I found the representation of this data in the above table quite simplistic so i explored some different graphs including some cool things called Treemaps :)

In [None]:
brand.head()

In [None]:
plt.figure(figsize=(20,10))
squarify.plot(sizes=parent_count,
              color=['#221A7C','#202785','#1D348E','#1B4297', '#184FA0', '#165CA9'  , '#1369B2', '#0979B9',"#0089c0", '#0095C2', '#00A2C4', '#00AEC5', \
         '#00BAC7', '#16C0C5','#2BC5C3', '#41CBC0', '#56D0BE', '#6CD6BC', '#77DABB',  '#83DEBA', '#8EE1B8',  '#9AE5B7', \
          '#A5E9B6', '#B0EDB5', '#BCF0B3', '#C7F4B2', '#CCF5B4', '#D1F7B6', '#DCFAB9', '#E6FCBD', '#F0FFC0'],
              label=parent_companies,
              pad=True)

plt.title('Treemap', fontsize=20 )
plt.axis('off');

In [None]:
data = dict(zip(parent_companies, parent_count))

### Extracted records
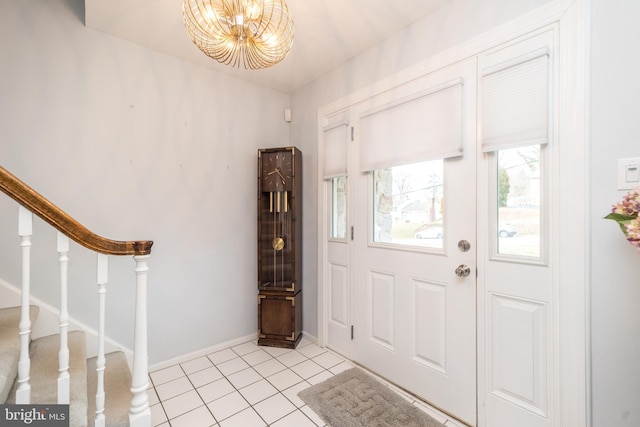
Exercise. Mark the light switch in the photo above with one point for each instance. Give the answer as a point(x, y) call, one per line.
point(628, 173)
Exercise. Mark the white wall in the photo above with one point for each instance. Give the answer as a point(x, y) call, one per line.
point(456, 22)
point(135, 145)
point(615, 265)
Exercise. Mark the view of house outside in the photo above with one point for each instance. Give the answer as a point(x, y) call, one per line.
point(409, 204)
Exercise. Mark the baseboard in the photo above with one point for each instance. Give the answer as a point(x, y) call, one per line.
point(47, 322)
point(203, 352)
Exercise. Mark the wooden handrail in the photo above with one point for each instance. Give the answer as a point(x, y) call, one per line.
point(57, 218)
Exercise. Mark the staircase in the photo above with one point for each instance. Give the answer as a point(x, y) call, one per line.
point(44, 373)
point(54, 369)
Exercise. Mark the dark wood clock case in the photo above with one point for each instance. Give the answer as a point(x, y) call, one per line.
point(279, 247)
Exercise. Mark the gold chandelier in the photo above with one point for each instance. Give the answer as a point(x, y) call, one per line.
point(258, 33)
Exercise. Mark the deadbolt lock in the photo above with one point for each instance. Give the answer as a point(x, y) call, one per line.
point(463, 270)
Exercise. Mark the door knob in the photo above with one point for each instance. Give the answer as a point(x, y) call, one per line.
point(463, 270)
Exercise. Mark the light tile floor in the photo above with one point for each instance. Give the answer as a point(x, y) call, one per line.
point(248, 385)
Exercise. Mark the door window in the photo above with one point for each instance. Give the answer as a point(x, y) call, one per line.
point(408, 205)
point(339, 208)
point(519, 200)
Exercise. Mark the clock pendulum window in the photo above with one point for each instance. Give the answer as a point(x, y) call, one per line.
point(279, 247)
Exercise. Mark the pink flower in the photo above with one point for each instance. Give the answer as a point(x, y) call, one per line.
point(630, 204)
point(633, 233)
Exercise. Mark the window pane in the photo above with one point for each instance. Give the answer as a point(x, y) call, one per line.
point(519, 201)
point(339, 207)
point(408, 202)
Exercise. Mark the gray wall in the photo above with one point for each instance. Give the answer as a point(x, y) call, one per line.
point(615, 265)
point(135, 145)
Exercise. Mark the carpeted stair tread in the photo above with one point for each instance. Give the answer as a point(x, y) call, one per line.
point(117, 384)
point(10, 346)
point(44, 374)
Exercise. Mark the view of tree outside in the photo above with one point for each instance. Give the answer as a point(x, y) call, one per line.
point(339, 207)
point(519, 201)
point(408, 204)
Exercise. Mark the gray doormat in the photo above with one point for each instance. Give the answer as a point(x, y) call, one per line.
point(356, 399)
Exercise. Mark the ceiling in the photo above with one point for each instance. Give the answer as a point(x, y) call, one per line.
point(327, 33)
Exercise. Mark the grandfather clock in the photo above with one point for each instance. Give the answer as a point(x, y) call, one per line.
point(279, 247)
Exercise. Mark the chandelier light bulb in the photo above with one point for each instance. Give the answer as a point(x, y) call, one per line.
point(258, 33)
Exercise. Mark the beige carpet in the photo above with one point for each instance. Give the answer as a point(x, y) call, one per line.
point(355, 399)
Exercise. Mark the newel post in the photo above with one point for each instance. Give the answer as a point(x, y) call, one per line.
point(139, 413)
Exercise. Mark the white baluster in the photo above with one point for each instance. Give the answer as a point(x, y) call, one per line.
point(139, 413)
point(100, 361)
point(25, 230)
point(63, 321)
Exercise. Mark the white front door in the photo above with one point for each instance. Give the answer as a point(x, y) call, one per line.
point(414, 317)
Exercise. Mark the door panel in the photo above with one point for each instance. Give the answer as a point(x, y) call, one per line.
point(415, 320)
point(430, 315)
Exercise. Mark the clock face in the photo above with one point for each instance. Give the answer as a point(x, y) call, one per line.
point(277, 171)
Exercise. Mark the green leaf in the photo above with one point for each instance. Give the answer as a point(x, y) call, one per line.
point(619, 217)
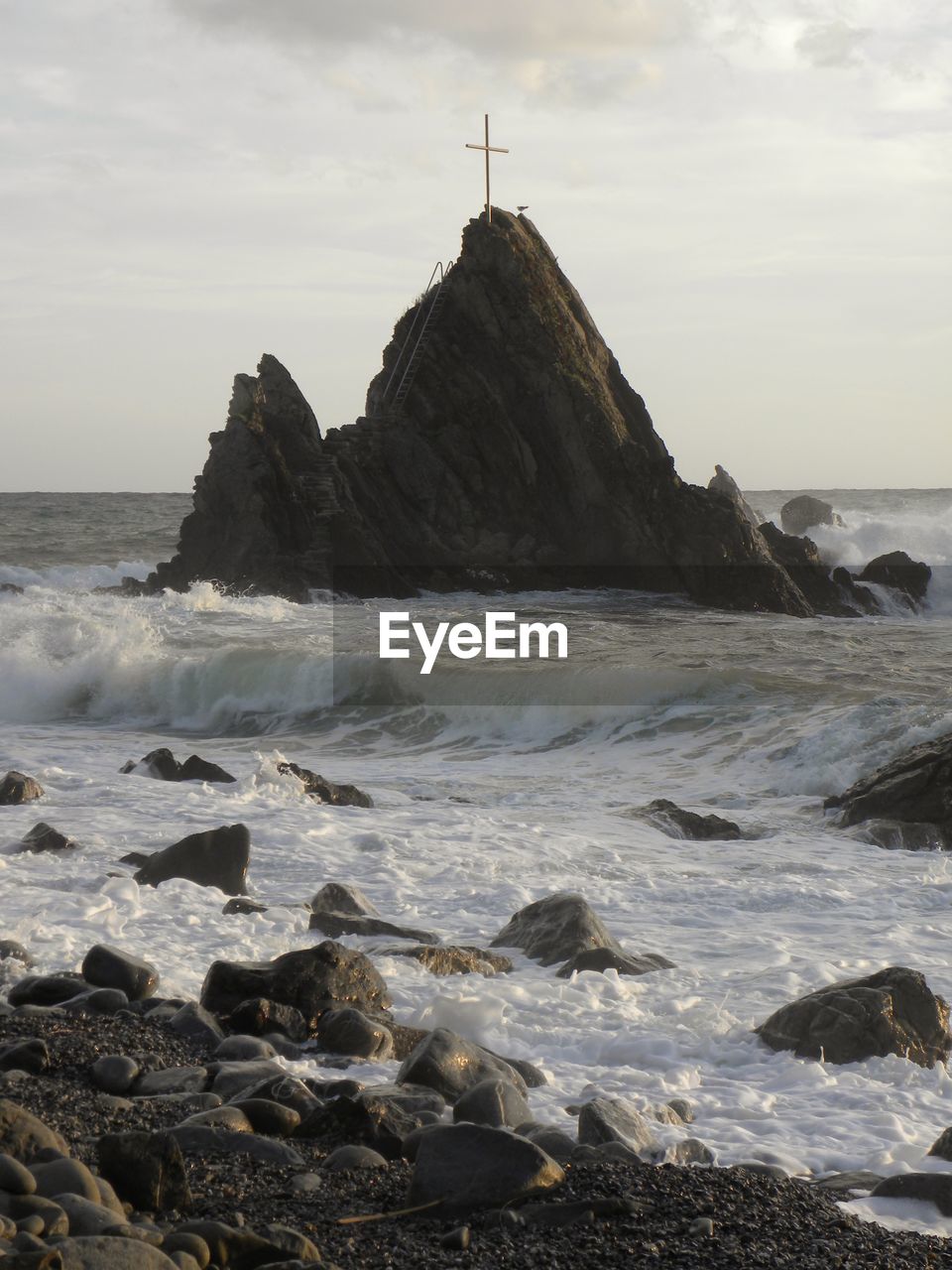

### Set task
Repeat the treemap excerpt word for word between "I found the" and "brand.head()", inclusive. The lines have no connection to the treemap excerpt.

### Solved exercise
I found the representation of this data in the above table quite simplistic so i explored some different graphs including some cool things called Treemaps :)

In [None]:
brand.head()